*** Opening EXERCISE DATA ***

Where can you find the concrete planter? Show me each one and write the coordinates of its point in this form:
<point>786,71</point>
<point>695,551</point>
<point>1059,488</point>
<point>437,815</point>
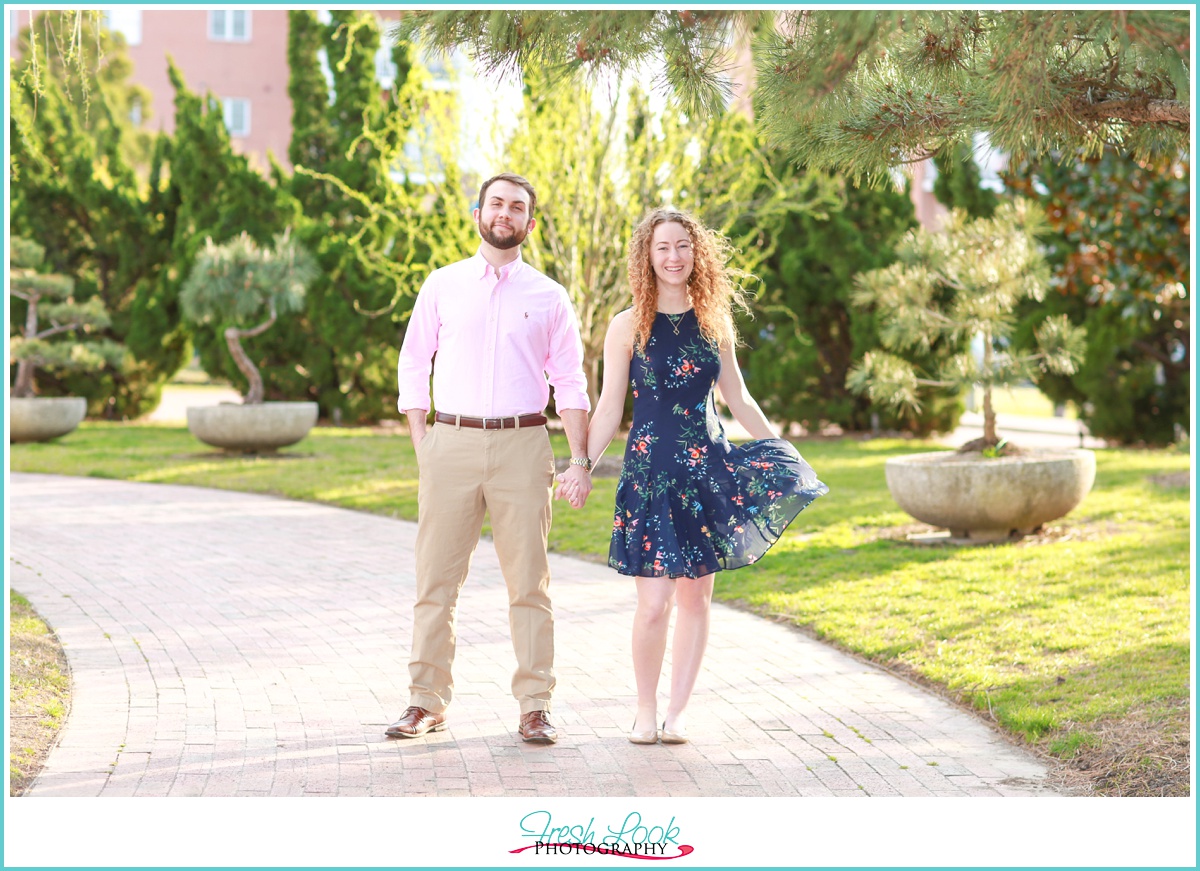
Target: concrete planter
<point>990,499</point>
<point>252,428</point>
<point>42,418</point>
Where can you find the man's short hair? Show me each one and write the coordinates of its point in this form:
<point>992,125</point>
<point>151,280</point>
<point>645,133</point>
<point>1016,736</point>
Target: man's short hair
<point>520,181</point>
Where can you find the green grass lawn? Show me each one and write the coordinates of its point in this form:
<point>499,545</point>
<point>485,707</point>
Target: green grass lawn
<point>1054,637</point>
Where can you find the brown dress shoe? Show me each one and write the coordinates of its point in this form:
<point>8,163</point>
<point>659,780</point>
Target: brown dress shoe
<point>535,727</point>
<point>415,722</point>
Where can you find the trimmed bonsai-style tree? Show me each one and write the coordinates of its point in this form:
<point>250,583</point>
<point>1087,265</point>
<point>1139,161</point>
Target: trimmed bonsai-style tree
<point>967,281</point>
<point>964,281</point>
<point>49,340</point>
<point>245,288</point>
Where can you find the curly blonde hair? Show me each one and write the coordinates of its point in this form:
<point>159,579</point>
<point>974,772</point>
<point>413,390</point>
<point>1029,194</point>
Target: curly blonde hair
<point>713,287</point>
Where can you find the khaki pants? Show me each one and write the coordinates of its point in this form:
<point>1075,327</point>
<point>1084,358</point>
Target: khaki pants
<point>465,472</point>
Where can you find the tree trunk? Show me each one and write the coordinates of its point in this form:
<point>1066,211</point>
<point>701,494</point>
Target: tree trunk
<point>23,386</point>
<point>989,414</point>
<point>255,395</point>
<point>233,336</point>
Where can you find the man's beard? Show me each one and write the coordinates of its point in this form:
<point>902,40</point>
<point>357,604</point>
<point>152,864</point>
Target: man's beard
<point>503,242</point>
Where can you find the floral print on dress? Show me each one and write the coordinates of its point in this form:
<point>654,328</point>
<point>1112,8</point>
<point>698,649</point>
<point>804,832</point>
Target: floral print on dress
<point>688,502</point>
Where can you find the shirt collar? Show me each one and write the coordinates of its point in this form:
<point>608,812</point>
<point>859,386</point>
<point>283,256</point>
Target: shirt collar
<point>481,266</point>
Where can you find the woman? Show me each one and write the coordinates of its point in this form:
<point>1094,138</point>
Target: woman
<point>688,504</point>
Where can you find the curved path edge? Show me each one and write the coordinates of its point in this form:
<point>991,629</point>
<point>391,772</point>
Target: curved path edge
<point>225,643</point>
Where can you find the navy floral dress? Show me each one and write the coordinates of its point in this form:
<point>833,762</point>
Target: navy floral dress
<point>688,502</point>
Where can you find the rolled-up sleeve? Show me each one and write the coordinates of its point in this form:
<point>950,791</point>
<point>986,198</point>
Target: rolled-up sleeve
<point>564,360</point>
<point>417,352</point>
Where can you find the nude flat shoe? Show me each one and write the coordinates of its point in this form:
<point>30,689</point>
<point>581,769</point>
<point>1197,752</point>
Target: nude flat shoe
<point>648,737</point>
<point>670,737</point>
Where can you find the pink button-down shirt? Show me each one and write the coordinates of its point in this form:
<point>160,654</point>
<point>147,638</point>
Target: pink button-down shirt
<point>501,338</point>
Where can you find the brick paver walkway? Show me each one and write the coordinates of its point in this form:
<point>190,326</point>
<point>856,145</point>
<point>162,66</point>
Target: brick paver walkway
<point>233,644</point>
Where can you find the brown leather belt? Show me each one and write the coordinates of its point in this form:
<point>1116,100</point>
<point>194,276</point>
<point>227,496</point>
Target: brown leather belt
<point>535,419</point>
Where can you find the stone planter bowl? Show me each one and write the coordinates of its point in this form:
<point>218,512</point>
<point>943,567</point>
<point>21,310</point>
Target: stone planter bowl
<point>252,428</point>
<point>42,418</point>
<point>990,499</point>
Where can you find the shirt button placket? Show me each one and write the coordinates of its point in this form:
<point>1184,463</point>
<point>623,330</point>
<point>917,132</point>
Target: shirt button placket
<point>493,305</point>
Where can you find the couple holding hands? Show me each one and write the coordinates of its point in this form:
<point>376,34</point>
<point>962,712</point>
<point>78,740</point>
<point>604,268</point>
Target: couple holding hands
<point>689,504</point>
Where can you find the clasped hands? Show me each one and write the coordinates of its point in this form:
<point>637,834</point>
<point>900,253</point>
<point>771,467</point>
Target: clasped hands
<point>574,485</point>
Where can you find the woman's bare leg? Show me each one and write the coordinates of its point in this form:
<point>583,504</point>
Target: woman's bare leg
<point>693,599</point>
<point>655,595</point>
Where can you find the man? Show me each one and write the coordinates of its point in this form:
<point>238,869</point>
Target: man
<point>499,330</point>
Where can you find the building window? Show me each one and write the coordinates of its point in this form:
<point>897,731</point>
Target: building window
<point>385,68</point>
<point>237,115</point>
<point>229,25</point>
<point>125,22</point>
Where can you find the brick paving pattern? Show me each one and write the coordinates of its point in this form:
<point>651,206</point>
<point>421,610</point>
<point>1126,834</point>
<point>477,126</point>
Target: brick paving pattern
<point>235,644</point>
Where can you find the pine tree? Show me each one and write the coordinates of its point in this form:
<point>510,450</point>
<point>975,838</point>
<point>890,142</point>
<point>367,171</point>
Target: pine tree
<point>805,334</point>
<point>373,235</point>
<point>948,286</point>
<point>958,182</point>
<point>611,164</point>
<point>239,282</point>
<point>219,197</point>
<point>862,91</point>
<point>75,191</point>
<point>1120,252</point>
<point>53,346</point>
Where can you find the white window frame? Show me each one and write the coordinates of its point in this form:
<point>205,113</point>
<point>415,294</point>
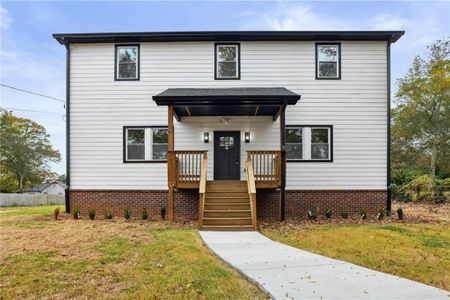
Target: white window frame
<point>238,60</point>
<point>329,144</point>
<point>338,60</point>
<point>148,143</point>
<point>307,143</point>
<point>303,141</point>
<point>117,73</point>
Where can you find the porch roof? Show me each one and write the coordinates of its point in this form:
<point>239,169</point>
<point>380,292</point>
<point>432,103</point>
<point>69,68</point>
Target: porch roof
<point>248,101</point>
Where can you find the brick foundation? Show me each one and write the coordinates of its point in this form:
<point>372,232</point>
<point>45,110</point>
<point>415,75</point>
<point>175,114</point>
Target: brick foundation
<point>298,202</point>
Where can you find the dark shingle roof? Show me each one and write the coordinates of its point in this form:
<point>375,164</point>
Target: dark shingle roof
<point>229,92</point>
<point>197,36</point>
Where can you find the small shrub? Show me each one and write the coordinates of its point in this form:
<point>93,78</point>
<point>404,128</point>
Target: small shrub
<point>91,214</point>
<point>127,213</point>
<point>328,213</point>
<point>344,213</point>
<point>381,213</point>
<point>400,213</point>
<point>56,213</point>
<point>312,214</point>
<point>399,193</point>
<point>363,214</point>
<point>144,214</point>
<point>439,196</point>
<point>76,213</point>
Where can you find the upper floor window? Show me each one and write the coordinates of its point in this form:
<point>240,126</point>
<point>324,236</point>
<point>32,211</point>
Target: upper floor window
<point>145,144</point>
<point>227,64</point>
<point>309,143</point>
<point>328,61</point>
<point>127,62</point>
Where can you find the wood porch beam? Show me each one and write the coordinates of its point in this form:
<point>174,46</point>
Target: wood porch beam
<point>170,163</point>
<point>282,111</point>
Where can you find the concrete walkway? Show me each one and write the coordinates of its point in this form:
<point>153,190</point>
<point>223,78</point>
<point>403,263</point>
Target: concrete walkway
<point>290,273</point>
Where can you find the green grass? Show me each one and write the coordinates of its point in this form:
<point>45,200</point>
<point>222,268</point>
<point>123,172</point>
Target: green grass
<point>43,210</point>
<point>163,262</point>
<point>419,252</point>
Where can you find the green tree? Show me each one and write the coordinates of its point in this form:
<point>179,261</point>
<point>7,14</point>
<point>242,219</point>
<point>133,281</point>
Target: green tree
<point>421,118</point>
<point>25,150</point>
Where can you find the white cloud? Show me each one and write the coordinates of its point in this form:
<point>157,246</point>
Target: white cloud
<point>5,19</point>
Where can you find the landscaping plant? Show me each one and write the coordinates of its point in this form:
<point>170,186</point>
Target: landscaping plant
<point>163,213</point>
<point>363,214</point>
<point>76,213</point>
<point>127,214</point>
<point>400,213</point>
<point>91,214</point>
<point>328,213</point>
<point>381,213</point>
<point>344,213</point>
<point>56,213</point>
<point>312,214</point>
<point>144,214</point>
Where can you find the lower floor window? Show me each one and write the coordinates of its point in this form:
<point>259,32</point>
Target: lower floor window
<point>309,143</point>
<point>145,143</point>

*** Closing EXERCISE DATA ***
*** Opening EXERCISE DATA ***

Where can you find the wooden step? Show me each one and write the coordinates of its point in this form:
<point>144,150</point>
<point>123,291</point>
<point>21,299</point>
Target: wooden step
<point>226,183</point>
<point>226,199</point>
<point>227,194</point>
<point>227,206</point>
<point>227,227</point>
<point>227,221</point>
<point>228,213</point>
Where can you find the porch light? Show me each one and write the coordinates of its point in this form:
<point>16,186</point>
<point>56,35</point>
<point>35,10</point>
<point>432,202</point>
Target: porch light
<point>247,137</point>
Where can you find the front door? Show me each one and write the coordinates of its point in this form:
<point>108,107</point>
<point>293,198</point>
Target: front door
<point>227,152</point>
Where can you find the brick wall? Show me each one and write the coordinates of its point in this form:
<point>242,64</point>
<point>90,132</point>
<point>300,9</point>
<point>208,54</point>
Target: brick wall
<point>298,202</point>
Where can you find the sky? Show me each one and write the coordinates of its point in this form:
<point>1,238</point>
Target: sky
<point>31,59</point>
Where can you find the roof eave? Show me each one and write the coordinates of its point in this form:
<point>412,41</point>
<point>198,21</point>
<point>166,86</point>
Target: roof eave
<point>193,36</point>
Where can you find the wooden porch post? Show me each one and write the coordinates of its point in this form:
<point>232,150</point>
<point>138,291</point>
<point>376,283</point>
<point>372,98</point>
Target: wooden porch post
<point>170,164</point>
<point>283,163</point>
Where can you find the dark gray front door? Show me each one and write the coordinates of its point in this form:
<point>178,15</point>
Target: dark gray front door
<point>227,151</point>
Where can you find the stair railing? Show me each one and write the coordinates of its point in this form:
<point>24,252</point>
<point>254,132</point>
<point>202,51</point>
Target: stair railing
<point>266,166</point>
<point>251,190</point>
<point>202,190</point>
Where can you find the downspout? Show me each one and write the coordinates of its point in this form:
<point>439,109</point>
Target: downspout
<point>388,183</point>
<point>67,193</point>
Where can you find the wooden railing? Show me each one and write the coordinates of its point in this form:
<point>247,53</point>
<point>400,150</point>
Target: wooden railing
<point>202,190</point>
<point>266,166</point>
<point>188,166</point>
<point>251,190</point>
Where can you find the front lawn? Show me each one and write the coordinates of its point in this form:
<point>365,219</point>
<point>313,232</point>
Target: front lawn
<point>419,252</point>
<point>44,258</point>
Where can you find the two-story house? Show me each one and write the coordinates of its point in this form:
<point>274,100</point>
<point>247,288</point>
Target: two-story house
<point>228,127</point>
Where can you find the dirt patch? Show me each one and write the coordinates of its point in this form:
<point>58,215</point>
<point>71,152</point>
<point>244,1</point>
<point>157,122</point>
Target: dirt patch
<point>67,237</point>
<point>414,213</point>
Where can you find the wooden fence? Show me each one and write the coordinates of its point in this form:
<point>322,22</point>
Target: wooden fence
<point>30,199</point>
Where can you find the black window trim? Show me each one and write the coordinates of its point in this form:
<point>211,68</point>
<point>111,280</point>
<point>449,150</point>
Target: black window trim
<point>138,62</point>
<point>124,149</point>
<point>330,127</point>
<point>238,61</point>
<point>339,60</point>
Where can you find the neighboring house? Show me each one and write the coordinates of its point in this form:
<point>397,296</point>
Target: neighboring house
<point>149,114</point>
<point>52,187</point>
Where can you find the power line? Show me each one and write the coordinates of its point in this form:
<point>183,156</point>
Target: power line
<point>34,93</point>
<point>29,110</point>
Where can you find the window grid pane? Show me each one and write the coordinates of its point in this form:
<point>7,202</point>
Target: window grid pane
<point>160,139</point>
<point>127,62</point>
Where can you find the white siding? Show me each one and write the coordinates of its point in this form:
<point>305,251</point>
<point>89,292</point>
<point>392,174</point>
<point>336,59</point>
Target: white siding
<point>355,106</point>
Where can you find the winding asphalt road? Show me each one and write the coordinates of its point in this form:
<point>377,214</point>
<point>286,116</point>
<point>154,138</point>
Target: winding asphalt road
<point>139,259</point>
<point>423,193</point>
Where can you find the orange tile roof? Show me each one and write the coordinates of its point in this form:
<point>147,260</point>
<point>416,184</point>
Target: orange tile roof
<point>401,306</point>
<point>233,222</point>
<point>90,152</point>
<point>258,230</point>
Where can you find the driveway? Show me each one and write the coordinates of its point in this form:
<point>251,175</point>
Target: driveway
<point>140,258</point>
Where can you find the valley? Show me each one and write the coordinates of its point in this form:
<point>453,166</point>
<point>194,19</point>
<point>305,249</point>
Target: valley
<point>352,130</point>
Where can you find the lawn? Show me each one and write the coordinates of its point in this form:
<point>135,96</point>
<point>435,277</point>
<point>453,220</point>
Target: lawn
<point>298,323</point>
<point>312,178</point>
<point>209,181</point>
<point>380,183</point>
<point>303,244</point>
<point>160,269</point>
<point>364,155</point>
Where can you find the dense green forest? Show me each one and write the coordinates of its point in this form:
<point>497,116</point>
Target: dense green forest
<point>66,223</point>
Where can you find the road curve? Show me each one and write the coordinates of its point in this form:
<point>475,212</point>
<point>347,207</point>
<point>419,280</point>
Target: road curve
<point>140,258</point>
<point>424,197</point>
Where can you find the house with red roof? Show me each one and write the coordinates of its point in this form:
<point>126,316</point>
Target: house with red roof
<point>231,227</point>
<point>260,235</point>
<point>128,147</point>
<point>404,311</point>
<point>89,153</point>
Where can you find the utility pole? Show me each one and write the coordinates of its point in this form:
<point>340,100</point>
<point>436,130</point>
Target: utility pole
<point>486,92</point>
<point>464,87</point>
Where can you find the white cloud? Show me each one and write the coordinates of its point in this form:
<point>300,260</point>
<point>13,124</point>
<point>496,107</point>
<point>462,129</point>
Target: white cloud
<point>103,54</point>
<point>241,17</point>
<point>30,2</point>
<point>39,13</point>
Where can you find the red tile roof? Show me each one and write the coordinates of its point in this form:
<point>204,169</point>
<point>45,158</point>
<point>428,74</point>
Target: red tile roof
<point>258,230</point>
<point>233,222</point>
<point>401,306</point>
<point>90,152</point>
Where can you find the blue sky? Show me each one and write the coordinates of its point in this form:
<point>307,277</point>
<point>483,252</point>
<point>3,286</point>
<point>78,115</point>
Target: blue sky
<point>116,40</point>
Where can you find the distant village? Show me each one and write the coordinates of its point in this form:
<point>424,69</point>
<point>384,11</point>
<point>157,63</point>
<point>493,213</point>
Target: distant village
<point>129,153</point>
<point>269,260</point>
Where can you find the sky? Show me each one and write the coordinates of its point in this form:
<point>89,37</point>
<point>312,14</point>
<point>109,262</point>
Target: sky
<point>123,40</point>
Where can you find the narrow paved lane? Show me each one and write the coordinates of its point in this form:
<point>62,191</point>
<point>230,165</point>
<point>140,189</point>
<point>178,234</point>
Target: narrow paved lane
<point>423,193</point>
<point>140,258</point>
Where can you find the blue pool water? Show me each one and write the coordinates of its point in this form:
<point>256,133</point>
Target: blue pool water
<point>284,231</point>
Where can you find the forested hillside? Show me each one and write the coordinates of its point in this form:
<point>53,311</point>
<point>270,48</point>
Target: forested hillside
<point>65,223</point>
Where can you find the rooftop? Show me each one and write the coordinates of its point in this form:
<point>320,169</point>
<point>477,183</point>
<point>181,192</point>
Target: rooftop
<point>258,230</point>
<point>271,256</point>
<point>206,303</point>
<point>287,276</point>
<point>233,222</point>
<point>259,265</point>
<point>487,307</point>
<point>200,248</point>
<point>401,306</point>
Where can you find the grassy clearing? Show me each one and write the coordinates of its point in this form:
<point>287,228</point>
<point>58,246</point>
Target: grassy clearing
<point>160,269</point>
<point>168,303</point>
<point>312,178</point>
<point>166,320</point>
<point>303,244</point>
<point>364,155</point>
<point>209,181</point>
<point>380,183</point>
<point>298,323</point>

*** Closing EXERCISE DATA ***

▶ **PROBLEM**: Out of the entries above, write out only the lines between the line holding "<point>242,64</point>" and the line holding "Where can you find the roof eave?", inclusive, each exactly as given.

▶ **RESULT OF THE EXERCISE**:
<point>242,64</point>
<point>90,132</point>
<point>300,9</point>
<point>208,54</point>
Target: brick wall
<point>298,202</point>
Where can you find the sky? Show me each one and write the coordinates of its point in this form:
<point>1,238</point>
Target: sky
<point>31,59</point>
Where can you find the roof eave? Show me each one and write the coordinates of its point in this form:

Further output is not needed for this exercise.